▶ [WHAT THE TASK ASKS]: Rewrite every item below, changing "one point per instance" to "one point for each instance" wherever it occurs and keeping all other text the same.

▶ [DATASET ENTRIES]:
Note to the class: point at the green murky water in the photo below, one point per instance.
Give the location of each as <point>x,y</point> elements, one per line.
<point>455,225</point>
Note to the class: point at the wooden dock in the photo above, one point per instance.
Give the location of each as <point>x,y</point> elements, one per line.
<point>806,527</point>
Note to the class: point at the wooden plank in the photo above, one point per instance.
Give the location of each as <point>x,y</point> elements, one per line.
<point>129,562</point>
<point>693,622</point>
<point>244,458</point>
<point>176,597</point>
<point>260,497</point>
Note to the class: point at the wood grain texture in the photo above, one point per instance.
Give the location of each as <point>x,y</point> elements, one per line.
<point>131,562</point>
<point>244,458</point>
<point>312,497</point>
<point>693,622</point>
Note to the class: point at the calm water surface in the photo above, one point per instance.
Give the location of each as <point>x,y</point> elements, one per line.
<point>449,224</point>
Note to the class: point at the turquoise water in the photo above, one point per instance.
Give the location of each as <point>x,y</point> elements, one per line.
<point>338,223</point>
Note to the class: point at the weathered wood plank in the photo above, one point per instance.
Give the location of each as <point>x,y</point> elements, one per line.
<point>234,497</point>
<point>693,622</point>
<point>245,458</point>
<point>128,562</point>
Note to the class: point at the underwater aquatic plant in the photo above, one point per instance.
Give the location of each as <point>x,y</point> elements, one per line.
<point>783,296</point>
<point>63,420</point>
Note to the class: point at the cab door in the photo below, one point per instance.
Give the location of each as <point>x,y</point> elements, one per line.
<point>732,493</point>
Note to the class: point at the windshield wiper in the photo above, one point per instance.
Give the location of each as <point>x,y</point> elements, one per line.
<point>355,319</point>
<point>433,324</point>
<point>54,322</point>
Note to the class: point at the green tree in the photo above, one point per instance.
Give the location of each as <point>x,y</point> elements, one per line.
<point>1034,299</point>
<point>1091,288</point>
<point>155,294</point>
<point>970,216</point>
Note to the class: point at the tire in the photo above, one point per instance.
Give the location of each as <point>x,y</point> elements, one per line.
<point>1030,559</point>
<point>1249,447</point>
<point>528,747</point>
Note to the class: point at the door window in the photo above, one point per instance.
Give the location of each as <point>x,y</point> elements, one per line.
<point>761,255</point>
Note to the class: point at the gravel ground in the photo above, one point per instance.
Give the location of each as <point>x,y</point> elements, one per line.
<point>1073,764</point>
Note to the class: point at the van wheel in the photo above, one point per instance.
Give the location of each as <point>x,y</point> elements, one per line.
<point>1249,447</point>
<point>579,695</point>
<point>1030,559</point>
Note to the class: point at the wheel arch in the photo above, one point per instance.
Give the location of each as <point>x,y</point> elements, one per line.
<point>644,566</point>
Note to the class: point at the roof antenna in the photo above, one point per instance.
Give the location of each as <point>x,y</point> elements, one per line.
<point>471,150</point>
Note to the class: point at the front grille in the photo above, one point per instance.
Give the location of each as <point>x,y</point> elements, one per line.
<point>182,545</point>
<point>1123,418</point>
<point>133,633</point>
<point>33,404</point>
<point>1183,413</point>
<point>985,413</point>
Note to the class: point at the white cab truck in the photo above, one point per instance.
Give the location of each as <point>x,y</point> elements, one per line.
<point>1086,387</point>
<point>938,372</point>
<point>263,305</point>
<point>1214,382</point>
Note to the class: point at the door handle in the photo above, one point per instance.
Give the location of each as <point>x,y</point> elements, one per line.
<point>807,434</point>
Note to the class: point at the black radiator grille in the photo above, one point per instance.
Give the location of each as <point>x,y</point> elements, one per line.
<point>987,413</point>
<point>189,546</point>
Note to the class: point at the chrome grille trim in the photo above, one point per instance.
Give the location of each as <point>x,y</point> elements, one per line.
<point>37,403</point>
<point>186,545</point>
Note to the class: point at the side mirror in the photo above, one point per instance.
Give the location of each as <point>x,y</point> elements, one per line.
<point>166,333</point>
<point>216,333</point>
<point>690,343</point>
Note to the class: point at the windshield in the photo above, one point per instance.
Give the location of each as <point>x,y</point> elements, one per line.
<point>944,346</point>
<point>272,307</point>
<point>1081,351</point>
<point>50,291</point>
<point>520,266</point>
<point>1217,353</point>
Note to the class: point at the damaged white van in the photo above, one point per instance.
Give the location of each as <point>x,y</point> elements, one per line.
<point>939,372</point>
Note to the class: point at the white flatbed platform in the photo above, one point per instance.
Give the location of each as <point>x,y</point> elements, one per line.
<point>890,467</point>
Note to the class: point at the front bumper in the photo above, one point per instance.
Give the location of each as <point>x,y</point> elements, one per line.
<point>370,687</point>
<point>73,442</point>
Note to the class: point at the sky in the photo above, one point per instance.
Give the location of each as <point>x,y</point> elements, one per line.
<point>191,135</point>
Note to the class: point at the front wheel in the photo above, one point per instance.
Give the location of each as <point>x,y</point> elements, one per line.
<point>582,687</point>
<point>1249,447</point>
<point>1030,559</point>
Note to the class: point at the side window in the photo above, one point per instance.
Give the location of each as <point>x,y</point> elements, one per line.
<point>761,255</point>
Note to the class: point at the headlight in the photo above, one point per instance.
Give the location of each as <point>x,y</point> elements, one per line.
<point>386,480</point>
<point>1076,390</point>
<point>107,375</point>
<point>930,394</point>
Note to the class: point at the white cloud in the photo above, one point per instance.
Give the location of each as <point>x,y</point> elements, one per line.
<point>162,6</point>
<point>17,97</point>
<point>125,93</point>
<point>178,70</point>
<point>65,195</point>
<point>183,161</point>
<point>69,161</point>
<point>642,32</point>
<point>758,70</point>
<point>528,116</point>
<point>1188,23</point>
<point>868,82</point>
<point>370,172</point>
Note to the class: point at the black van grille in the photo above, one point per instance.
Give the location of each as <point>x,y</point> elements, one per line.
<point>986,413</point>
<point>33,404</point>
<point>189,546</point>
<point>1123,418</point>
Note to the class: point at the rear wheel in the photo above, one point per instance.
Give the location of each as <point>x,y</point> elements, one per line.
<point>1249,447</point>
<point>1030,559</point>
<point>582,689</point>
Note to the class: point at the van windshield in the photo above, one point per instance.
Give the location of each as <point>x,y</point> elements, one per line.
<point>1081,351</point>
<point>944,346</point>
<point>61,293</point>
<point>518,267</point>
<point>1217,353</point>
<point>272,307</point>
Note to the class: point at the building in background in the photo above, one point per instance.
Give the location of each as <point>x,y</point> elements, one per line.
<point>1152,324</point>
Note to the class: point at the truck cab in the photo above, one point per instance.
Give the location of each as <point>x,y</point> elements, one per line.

▶ [SOLUTION TO THIS TASK]:
Note to the class: point at the green murky water in the photo below, one point for each instance.
Give the location of each as <point>x,y</point> elements, one per line.
<point>455,225</point>
Note to the class: point at the wooden dock in the photo above, one point for each instance.
Give the location of each as <point>x,y</point> elements, one per line.
<point>806,527</point>
Note to the class: point at the wooden plank in the photo above, one point for each instance.
Give the location of each as <point>x,y</point> elements, one per line.
<point>129,562</point>
<point>693,622</point>
<point>244,458</point>
<point>176,597</point>
<point>260,497</point>
Note to the class: point at the wood grain texture in the photo above, one point for each instance.
Give the location of each as <point>x,y</point> elements, one per line.
<point>131,562</point>
<point>244,458</point>
<point>312,497</point>
<point>693,622</point>
Note to the class: point at the calm water surface in the photo above, one point for each instance.
Give the location of each as <point>x,y</point> elements, one per line.
<point>449,224</point>
Note to the class: point at the turquoise water in the photo above, one point for each instance.
Give the location of each as <point>x,y</point> elements, one per line.
<point>338,223</point>
Note to the class: point at the weathered wood plank in the photo above, one point for each instance.
Give the location of each as <point>x,y</point> elements, one per line.
<point>234,497</point>
<point>693,622</point>
<point>245,458</point>
<point>128,562</point>
Note to the class: point at the underwater aquatic plant in the photo above, one point for each instance.
Give the location of each as <point>x,y</point> elements, one per line.
<point>783,296</point>
<point>63,420</point>
Note to the class: point at the cab door in the photo below, one point for each instance.
Give the location of each as <point>x,y</point> elements, one per line.
<point>732,493</point>
Note to the class: point at the windshield wiper in the photo above, one point for each instance.
Give the location of each as <point>x,y</point> elements, one per line.
<point>355,319</point>
<point>433,324</point>
<point>54,322</point>
Note to the class: point at the green tree in the photo above, one point for each instance.
Give the location of each as <point>x,y</point> elements, one per line.
<point>1034,299</point>
<point>1091,288</point>
<point>155,294</point>
<point>970,216</point>
Note to the class: point at the tire in the photo above, one point for each instance.
Give the location of each as <point>x,y</point> elements, one per line.
<point>1030,559</point>
<point>1249,447</point>
<point>528,747</point>
Note to the class: point at the door window in the photo above, one point for each instance.
Give the location of each as <point>x,y</point> elements, one per line.
<point>761,255</point>
Note to the class: point at the gravel ground in the photo above, one point for each instance.
Give the location of each as <point>x,y</point> elements, one per line.
<point>1073,764</point>
Note to the class: point at the van wheel in the photo above, one point for each instance.
Give the location of each as <point>x,y</point> elements, one per line.
<point>1249,447</point>
<point>579,695</point>
<point>1030,559</point>
Note to the class: point at the wheel arch in the photo above, one point for each instance.
Give the location of each as <point>x,y</point> elements, one per line.
<point>644,566</point>
Note to the class: point at the roof antenna in the photo above, one point for each instance.
Give the location of each as <point>x,y</point> elements, one per line.
<point>471,150</point>
Note to the class: point at the front grille in the photo above, one point for each instance.
Give the location of each as <point>x,y</point> elements, one per line.
<point>182,545</point>
<point>1123,418</point>
<point>133,633</point>
<point>33,404</point>
<point>1183,413</point>
<point>985,413</point>
Note to the class: point at the white cab truck in the photo above, one point for each instance.
Give the location of each as <point>x,y</point> elements, one per line.
<point>1086,387</point>
<point>938,372</point>
<point>263,305</point>
<point>1214,382</point>
Note to the class: point at the door handle in the photo above, one point for each instance.
Give the location of each as <point>x,y</point> elements, one per line.
<point>807,434</point>
Note to the class: point at the black radiator grille in the photo above, one point for each instance.
Give the location of each as <point>x,y</point> elements, one per line.
<point>987,413</point>
<point>189,546</point>
Note to the class: point at the chrome grille trim in the photo above, one point for each instance.
Give the location of each as <point>x,y</point> elements, one per line.
<point>37,403</point>
<point>186,545</point>
Note to the class: point at the side mirror in the photo above, one point for each instance.
Give the location of each as <point>x,y</point> elements, one per line.
<point>166,333</point>
<point>216,333</point>
<point>690,343</point>
Note to the class: point at the windshield in the photo above, one point for each instance.
Give the location of each as <point>x,y</point> elements, one per line.
<point>944,346</point>
<point>272,307</point>
<point>1081,351</point>
<point>50,291</point>
<point>520,266</point>
<point>1217,353</point>
Note to the class: point at the damaged white van in the photo above, one point for each instance.
Give the location of each as <point>x,y</point> elements, one per line.
<point>939,372</point>
Note to the class: point at the white flatbed platform in the photo above, one point for each instance.
Give the location of each as <point>x,y</point> elements, one per line.
<point>890,467</point>
Note to the class: point at the front bumper in the photo above, one point for each instance.
Give the location of each as <point>x,y</point> elements, one per line.
<point>370,687</point>
<point>73,442</point>
Note to the class: point at the sky in the photo above, one point for each instance.
Give the location of each as <point>x,y</point> elements, one per line.
<point>191,135</point>
Note to the class: point at the front wheel in the photo above, one point for each instance.
Give the location of each as <point>x,y</point> elements, one per line.
<point>582,687</point>
<point>1249,447</point>
<point>1030,559</point>
Note to the class: point at the side window in the photo above, one point for each instance.
Give the location of each as <point>x,y</point> elements, one per line.
<point>761,255</point>
Note to the class: point at the headlight in the photo above, one point for each instance.
Give the location of each as <point>x,y</point> elements, one per line.
<point>386,480</point>
<point>1076,390</point>
<point>107,375</point>
<point>930,394</point>
Note to the class: point at the white cloud in the photo above, one point for each instance.
Give the location of each as <point>x,y</point> elements, one per line.
<point>162,6</point>
<point>17,97</point>
<point>125,93</point>
<point>178,70</point>
<point>65,195</point>
<point>183,161</point>
<point>69,161</point>
<point>642,32</point>
<point>758,70</point>
<point>528,116</point>
<point>1188,23</point>
<point>868,82</point>
<point>370,172</point>
Note to the class: point at the black van grille in the photo above, one point for each instance.
Give the location of each as <point>x,y</point> elements, one per line.
<point>986,413</point>
<point>33,404</point>
<point>189,546</point>
<point>1123,418</point>
Note to the class: point at the rear wheel in the photo above, one point for each instance.
Give the location of each as <point>x,y</point> elements, one per line.
<point>1249,447</point>
<point>1030,559</point>
<point>582,689</point>
Note to the class: point at the van windshield in the photo above, one point for each instance.
Give the location of each as <point>x,y</point> elements, one per line.
<point>1081,351</point>
<point>944,346</point>
<point>61,293</point>
<point>518,267</point>
<point>1217,353</point>
<point>272,307</point>
Note to the class: point at the building in background in the photo above, one point for each instance.
Give the location of each as <point>x,y</point> elements, one per line.
<point>1152,324</point>
Note to the class: point at the truck cab in the photo above, one point for each instance.
Give the location of each as <point>x,y</point> elements, one per line.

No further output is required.